## start MATERIAL
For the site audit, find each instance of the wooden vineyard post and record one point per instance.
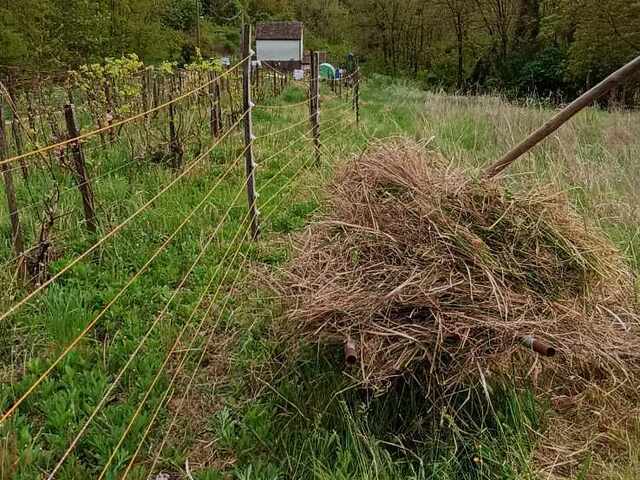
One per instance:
(15, 126)
(215, 113)
(355, 89)
(314, 102)
(16, 229)
(110, 109)
(82, 179)
(274, 76)
(563, 116)
(174, 141)
(248, 131)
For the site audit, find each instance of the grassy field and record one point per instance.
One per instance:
(234, 399)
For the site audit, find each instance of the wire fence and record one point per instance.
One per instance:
(68, 178)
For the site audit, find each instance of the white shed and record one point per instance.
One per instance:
(280, 44)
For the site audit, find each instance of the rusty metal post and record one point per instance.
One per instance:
(350, 352)
(538, 346)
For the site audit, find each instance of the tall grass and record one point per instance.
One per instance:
(258, 409)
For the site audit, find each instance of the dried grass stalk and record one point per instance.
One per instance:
(422, 265)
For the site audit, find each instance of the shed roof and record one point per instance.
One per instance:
(278, 30)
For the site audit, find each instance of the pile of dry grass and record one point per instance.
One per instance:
(421, 265)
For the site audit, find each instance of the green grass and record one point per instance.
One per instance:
(260, 409)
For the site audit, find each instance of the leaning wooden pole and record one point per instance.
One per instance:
(248, 131)
(563, 116)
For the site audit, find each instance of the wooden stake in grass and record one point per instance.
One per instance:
(563, 116)
(248, 130)
(174, 142)
(82, 179)
(16, 230)
(314, 102)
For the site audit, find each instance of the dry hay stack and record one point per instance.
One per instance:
(421, 265)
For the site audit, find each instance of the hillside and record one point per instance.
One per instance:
## end MATERIAL
Quote all of the entries above word for word, and leave the picture out of your answer.

For the site audit, find each instance of the wooden vineyard post and record one point per instance.
One per instance:
(15, 126)
(215, 113)
(355, 89)
(314, 102)
(16, 229)
(110, 109)
(82, 179)
(274, 76)
(563, 116)
(174, 141)
(248, 131)
For the site audit, find each instance of the grassy field and record one point per instance.
One per instance:
(234, 399)
For the site audit, find each instance of the wire fence and record one point per instance.
One per instance:
(68, 178)
For the site audit, find each instance of the white shed and record one point per instance.
One per instance:
(280, 44)
For the site audit, find each instance of the rusty metal post and record one point per instance.
One per instance:
(350, 352)
(538, 346)
For the site audit, find each instance of the tall grass and record one point per instance.
One per instance:
(258, 409)
For the site audit, find each instance of the dried grass stalk and record one point per instance.
One per instance:
(422, 265)
For the site audit, find each instance of the shed roof and record one point per instance.
One per instance:
(278, 30)
For the site audit, find each instance of the pile of dry grass and record one point per instance.
One per instance:
(421, 265)
For the site audit, find each instance of the green grass and record one point per instance.
One per instance:
(260, 409)
For the site audit, find each instance of the leaning wooden pole and record one point per instance.
One per instance:
(248, 131)
(563, 116)
For the site audit, find each instance of the wooden stake in grass and record one point per instance.
One per instance:
(563, 116)
(248, 130)
(174, 142)
(82, 179)
(16, 230)
(314, 102)
For the site audit, find each instance of the dry hay stack and record one point per instance.
One per instance:
(421, 265)
For the site audit, find each instance of the hillside and record one point per instance.
One per instance:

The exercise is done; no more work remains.